__How to complete this task__
Please transcribe the entries exactly and omit the images they contain.

__Data supplied__
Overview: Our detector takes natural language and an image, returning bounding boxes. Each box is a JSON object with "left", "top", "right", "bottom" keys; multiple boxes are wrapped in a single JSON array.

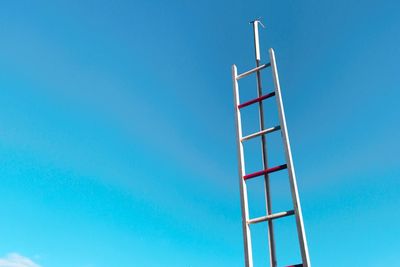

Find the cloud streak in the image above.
[{"left": 0, "top": 253, "right": 41, "bottom": 267}]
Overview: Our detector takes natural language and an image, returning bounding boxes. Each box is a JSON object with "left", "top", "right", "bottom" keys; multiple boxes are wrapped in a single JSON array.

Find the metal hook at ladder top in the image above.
[
  {"left": 250, "top": 18, "right": 278, "bottom": 267},
  {"left": 231, "top": 19, "right": 311, "bottom": 267}
]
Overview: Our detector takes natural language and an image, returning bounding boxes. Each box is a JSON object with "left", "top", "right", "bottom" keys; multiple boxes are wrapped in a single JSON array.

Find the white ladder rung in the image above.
[
  {"left": 247, "top": 210, "right": 295, "bottom": 225},
  {"left": 236, "top": 63, "right": 271, "bottom": 80},
  {"left": 241, "top": 125, "right": 281, "bottom": 142}
]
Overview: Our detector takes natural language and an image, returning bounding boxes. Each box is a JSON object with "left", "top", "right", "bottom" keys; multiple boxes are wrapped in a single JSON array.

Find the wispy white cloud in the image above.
[{"left": 0, "top": 253, "right": 41, "bottom": 267}]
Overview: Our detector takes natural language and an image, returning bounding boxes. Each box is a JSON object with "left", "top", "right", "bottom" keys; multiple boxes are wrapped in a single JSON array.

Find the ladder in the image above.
[{"left": 231, "top": 20, "right": 311, "bottom": 267}]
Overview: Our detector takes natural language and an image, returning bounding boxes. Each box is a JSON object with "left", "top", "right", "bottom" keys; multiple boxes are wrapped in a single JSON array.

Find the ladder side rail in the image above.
[
  {"left": 232, "top": 65, "right": 253, "bottom": 267},
  {"left": 252, "top": 20, "right": 277, "bottom": 267},
  {"left": 269, "top": 48, "right": 311, "bottom": 267}
]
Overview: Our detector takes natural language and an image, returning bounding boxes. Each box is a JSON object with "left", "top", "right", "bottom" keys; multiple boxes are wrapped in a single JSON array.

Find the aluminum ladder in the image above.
[{"left": 231, "top": 20, "right": 311, "bottom": 267}]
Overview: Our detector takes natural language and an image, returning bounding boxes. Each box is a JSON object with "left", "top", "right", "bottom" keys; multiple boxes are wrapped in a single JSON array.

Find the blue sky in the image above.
[{"left": 0, "top": 0, "right": 398, "bottom": 266}]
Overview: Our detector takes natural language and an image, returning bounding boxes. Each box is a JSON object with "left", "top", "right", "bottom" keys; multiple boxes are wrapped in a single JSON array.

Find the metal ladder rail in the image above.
[
  {"left": 269, "top": 48, "right": 311, "bottom": 267},
  {"left": 232, "top": 64, "right": 253, "bottom": 267},
  {"left": 251, "top": 20, "right": 277, "bottom": 267}
]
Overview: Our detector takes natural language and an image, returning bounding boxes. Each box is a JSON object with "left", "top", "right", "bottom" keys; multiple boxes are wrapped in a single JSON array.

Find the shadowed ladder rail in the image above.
[{"left": 231, "top": 19, "right": 311, "bottom": 267}]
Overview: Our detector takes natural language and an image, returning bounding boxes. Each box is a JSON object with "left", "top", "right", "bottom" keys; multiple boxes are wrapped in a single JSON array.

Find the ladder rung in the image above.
[
  {"left": 286, "top": 265, "right": 303, "bottom": 267},
  {"left": 236, "top": 63, "right": 271, "bottom": 80},
  {"left": 238, "top": 92, "right": 275, "bottom": 109},
  {"left": 243, "top": 164, "right": 287, "bottom": 180},
  {"left": 241, "top": 125, "right": 281, "bottom": 142},
  {"left": 248, "top": 210, "right": 295, "bottom": 224}
]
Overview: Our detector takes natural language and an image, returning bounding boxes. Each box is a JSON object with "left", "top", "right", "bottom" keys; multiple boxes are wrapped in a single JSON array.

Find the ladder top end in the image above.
[
  {"left": 249, "top": 18, "right": 265, "bottom": 28},
  {"left": 269, "top": 47, "right": 275, "bottom": 54}
]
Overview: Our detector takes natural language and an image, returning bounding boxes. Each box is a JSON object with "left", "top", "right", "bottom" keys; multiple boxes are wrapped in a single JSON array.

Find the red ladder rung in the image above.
[
  {"left": 243, "top": 164, "right": 287, "bottom": 180},
  {"left": 238, "top": 91, "right": 275, "bottom": 109}
]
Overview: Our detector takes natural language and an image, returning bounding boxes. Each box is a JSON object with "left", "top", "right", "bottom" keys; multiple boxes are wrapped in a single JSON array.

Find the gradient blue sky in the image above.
[{"left": 0, "top": 1, "right": 399, "bottom": 266}]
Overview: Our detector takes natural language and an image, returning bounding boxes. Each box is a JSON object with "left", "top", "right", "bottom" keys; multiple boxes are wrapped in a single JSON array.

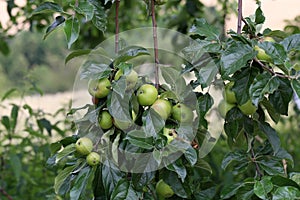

__Answer space__
Overview: Our detector takes natural language and an image, returning bounding boxes. Each box is a JSON object with "left", "top", "right", "bottom" keys; multiple boxes are wrapped in a single JSON array.


Find the cloud streak in the image above.
[{"left": 0, "top": 253, "right": 41, "bottom": 267}]
Overview: Our detector takes natural language and an image, returning bounding boxes. Each box is a JSON object with "left", "top", "right", "bottom" keys; multiple boxes are wrapped in a single JSON array.

Find the metal hook at ladder top in the image above.
[
  {"left": 250, "top": 18, "right": 278, "bottom": 267},
  {"left": 231, "top": 19, "right": 311, "bottom": 267}
]
Overview: Our detector takes natural language and an image, returning bounding boxes. Each box is a JSON object with "left", "top", "right", "bottom" keys; multiple boxes are wrapped in a single JSON array.

Find the white ladder rung in the image above.
[
  {"left": 247, "top": 210, "right": 295, "bottom": 225},
  {"left": 236, "top": 63, "right": 271, "bottom": 80},
  {"left": 241, "top": 125, "right": 281, "bottom": 142}
]
Overview: Our detector takes natural language and an image, returning bounding boxes. Each box is a JSON object with "left", "top", "right", "bottom" keys; multiple boxes are wrapped in a single JSON array.

Find the wispy white cloud in the image above.
[{"left": 0, "top": 253, "right": 41, "bottom": 267}]
Overview: Our detector takes natural language and an image, returning bounding boxes. Each box is a JSON object with "left", "top", "right", "bottom" keys; multiple boxes are wrapped in a single JSON array.

Find the ladder in the image above.
[{"left": 231, "top": 20, "right": 311, "bottom": 267}]
Overview: Our detector takes natural language and an image, returning bounding boxes. Each box is a JSON object with "left", "top", "right", "bottom" keys; multiple boxes are wrapped in a single JSON array.

Find the ladder side rail in the image above.
[
  {"left": 232, "top": 65, "right": 253, "bottom": 267},
  {"left": 252, "top": 20, "right": 277, "bottom": 267},
  {"left": 269, "top": 48, "right": 311, "bottom": 267}
]
Overview: Our detector takes natural language and an image, returning bounding boxes. Each box is a JSON object with "left", "top", "right", "bottom" keys; multiple boxes are wrapped in a single JSON array.

Find the aluminum ladder in the image above.
[{"left": 231, "top": 20, "right": 311, "bottom": 267}]
Overview: Our detector takes natural language and an image, returning bounding boxes. Each box is a JSON object with "left", "top", "right", "bottom" keys; multiple boxes are wrapped in a single JSON array.

Find the blue sky in the image above.
[{"left": 0, "top": 0, "right": 398, "bottom": 266}]
Overview: Our detector takes natural language and an image, returning bounding boxes. Each box is a JSON object with "left", "top", "right", "bottom" keys; multiple boxes are wrapped in a single JSON array.

Find the metal ladder rail in the image above.
[
  {"left": 269, "top": 48, "right": 311, "bottom": 267},
  {"left": 232, "top": 64, "right": 253, "bottom": 267},
  {"left": 251, "top": 20, "right": 277, "bottom": 267}
]
Overview: Our detector takes natural language and an image, returning bounding boxes. Each box is a JSON object with "left", "top", "right", "bottom" keys; multiple boxes are wrapped in a single JSON array.

Find the shadowed ladder rail in the image above.
[{"left": 231, "top": 19, "right": 311, "bottom": 267}]
Overview: Our detector takes natural language and an image, returning bounding boxes. Each box is a JSON object with "left", "top", "right", "bottom" keys; multiple boxes are wrapped in a single JSON array.

Find the ladder rung in the image above.
[
  {"left": 286, "top": 265, "right": 303, "bottom": 267},
  {"left": 236, "top": 63, "right": 271, "bottom": 80},
  {"left": 238, "top": 92, "right": 275, "bottom": 109},
  {"left": 243, "top": 164, "right": 287, "bottom": 180},
  {"left": 241, "top": 125, "right": 281, "bottom": 142},
  {"left": 248, "top": 210, "right": 295, "bottom": 224}
]
Overview: Our detector takes natural language and an image, returning bounding boxes. Each box is a JSON object with "left", "top", "right", "bottom" keys; multiple boxes are wrapped in a single JSON array.

Find the ladder top end in the image above.
[
  {"left": 249, "top": 18, "right": 265, "bottom": 28},
  {"left": 269, "top": 47, "right": 275, "bottom": 54}
]
Overview: Our detector takes natural language and an image, returning bounding boxes. Each box is a JSON object with "left", "top", "right", "bottom" keys; multiple boxes are wrapped in a single JSON array.

Find the red ladder rung in the image above.
[
  {"left": 243, "top": 164, "right": 287, "bottom": 180},
  {"left": 238, "top": 91, "right": 275, "bottom": 109}
]
Overview: Our detector takes natural language and an image, returning bounding boxes. Each box is a JSON object with "left", "top", "right", "bottom" keys; multiple boxes are wrapped in a single JSON array.

Find the gradient blue sky in the image above.
[{"left": 0, "top": 1, "right": 399, "bottom": 266}]
Overview: Our detector takes natural language and an image, returning bounding boxes. Each box is a JSON object with "left", "top", "right", "bottom" keys; multiple boxes are wrapped in a single JSON array.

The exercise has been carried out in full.